**What is needed**
From the entries below, reproduce exactly the line containing "the lioness in", the line containing "of the pale", and every line in between, with nothing added.

**Data to process**
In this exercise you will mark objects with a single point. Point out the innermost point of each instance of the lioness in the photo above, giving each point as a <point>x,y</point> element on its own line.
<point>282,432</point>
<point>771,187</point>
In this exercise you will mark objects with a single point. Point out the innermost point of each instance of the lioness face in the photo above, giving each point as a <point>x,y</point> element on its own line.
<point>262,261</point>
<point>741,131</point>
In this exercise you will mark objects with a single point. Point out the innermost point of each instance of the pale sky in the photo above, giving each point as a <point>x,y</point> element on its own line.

==

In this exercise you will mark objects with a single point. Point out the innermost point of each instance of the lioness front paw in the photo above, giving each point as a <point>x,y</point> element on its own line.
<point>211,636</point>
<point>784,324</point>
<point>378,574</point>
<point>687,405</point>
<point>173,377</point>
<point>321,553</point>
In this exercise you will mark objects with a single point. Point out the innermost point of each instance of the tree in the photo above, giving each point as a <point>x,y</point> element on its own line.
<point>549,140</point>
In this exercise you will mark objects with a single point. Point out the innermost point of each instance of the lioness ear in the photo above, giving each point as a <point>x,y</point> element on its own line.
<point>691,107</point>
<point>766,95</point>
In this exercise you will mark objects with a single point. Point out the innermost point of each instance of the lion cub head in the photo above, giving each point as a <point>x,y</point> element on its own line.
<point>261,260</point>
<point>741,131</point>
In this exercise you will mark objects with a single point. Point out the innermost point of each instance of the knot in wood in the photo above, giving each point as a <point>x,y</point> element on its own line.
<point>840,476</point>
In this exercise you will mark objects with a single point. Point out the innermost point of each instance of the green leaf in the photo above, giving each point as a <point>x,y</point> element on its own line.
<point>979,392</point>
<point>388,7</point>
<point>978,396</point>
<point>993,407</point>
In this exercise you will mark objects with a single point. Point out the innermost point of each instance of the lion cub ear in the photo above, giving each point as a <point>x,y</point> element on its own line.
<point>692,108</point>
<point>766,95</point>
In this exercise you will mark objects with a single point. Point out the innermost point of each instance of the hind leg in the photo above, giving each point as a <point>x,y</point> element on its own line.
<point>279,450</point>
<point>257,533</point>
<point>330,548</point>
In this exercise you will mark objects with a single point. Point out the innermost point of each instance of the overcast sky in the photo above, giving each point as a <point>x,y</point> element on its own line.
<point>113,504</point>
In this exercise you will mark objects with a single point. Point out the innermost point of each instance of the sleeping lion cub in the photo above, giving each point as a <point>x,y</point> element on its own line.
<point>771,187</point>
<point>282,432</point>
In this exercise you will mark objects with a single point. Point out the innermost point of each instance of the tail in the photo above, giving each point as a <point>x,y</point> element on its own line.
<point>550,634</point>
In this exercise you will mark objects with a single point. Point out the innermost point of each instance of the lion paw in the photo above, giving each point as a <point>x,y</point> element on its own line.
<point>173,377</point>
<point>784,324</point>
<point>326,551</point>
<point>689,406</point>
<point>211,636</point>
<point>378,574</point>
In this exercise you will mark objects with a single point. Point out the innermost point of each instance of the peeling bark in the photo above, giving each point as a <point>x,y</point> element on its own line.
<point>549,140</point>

**Answer for this exercise**
In this exercise you will mark objects with a single point. Point out the innermost point of each instance of the lioness in the photo above, giving each point as a <point>x,y</point> element on its own line.
<point>282,432</point>
<point>771,187</point>
In this exercise you will mark objects with a single point. Point out the innermost point of each instance of the lioness face in the photo above, giving each point as a <point>x,y</point> element on its own line.
<point>262,261</point>
<point>741,131</point>
In this exercise you will mark objects with a single point. Point out the innermost point of each instance of the pale sky in the photo above, giving each point as a <point>x,y</point> element on its own line.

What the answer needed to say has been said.